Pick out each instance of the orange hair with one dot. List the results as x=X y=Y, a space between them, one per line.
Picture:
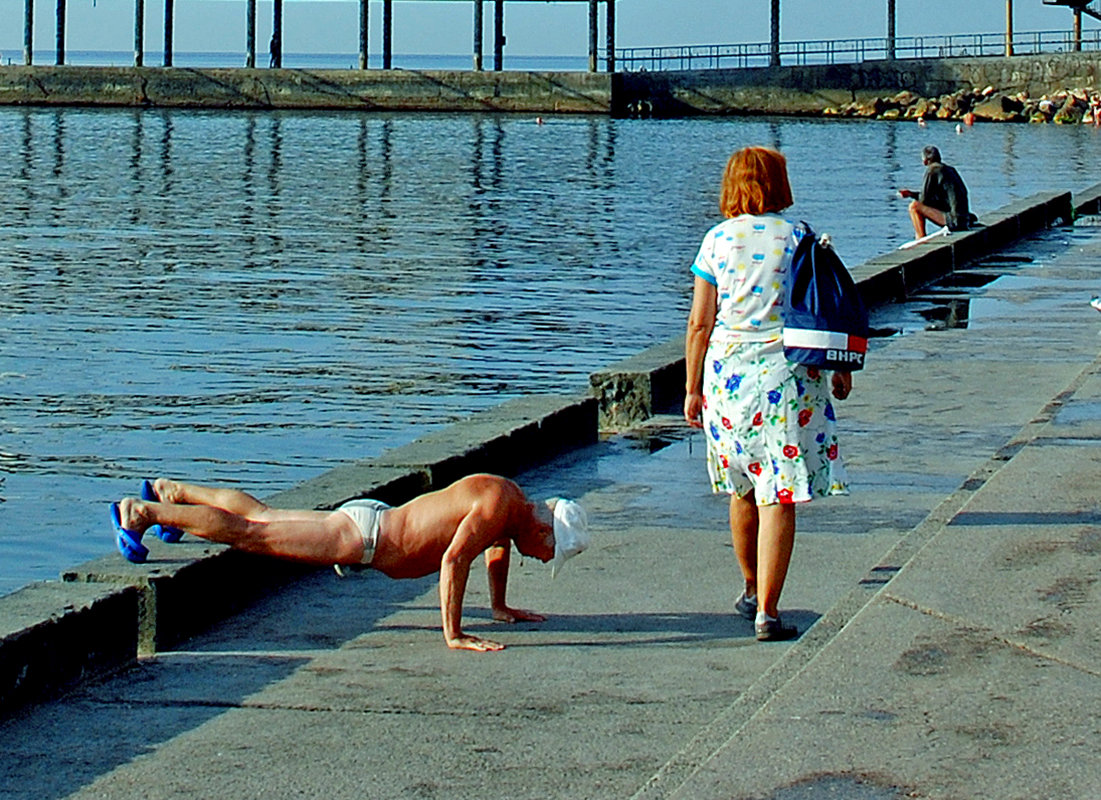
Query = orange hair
x=755 y=182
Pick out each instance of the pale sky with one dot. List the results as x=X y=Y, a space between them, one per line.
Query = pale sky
x=532 y=28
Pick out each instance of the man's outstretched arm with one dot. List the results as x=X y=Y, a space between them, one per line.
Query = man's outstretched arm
x=497 y=570
x=478 y=530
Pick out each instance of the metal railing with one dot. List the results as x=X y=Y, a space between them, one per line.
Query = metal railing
x=851 y=51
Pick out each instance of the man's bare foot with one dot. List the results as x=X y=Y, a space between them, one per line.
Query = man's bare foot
x=165 y=490
x=134 y=514
x=511 y=615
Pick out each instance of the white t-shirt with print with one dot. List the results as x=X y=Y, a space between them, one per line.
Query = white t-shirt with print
x=747 y=259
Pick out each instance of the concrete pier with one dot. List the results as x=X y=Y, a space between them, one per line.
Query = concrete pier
x=948 y=607
x=342 y=89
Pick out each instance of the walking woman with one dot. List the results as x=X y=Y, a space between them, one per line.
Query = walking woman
x=770 y=425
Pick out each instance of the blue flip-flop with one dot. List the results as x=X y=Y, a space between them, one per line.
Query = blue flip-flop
x=128 y=541
x=165 y=533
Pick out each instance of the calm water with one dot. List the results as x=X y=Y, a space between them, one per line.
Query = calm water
x=253 y=298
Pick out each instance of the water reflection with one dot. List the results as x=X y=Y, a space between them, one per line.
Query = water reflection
x=253 y=298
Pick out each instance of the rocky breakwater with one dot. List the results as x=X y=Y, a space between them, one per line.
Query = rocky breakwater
x=989 y=105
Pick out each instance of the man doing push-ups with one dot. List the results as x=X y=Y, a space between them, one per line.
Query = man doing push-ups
x=443 y=530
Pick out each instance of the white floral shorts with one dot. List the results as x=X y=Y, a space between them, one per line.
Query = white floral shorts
x=770 y=425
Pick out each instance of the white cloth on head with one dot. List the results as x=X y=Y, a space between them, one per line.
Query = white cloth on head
x=570 y=533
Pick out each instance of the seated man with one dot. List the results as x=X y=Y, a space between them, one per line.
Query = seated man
x=943 y=198
x=442 y=530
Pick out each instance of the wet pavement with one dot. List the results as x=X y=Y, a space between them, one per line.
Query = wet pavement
x=948 y=611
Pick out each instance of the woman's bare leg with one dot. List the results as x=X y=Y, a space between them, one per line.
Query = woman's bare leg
x=775 y=543
x=743 y=533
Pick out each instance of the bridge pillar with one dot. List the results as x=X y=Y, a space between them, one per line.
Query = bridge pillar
x=388 y=33
x=478 y=34
x=139 y=32
x=250 y=34
x=363 y=21
x=891 y=30
x=774 y=52
x=610 y=24
x=275 y=50
x=498 y=35
x=61 y=32
x=169 y=35
x=29 y=32
x=593 y=10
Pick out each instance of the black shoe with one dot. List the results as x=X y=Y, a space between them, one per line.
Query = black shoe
x=775 y=631
x=745 y=606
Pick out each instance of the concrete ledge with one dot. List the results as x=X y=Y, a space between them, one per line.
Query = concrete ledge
x=507 y=439
x=174 y=588
x=1088 y=203
x=640 y=386
x=54 y=635
x=362 y=89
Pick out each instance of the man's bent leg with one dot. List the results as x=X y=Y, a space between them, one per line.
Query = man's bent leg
x=230 y=500
x=919 y=212
x=324 y=538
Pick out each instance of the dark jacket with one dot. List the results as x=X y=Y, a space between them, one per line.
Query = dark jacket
x=944 y=189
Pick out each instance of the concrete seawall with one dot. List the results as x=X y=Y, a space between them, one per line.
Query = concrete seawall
x=107 y=612
x=811 y=89
x=782 y=90
x=344 y=89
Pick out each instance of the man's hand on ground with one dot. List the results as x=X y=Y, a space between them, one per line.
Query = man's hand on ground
x=462 y=642
x=511 y=615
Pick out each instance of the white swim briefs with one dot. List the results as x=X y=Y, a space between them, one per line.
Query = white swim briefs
x=367 y=514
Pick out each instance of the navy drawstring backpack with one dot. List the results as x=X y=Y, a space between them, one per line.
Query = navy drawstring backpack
x=825 y=318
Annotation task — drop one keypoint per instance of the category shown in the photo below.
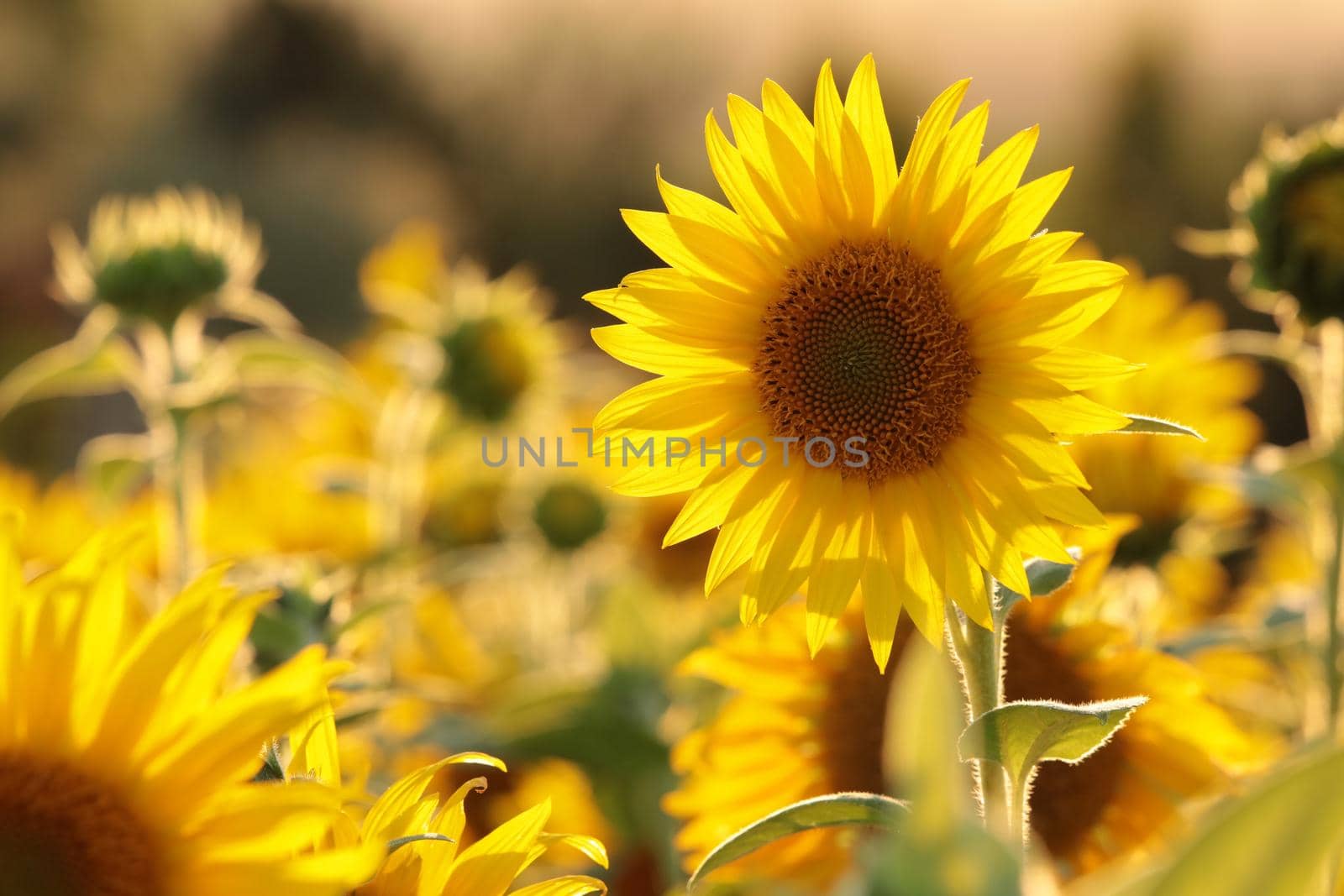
━━━
Short task
Find every line in the records above that contains the word "pavement" and copy each of those lines.

Solution to the problem
Pick out each instance of the wet pavement with one dot. List the results as x=X y=Y, a space between them, one per line.
Query = wet pavement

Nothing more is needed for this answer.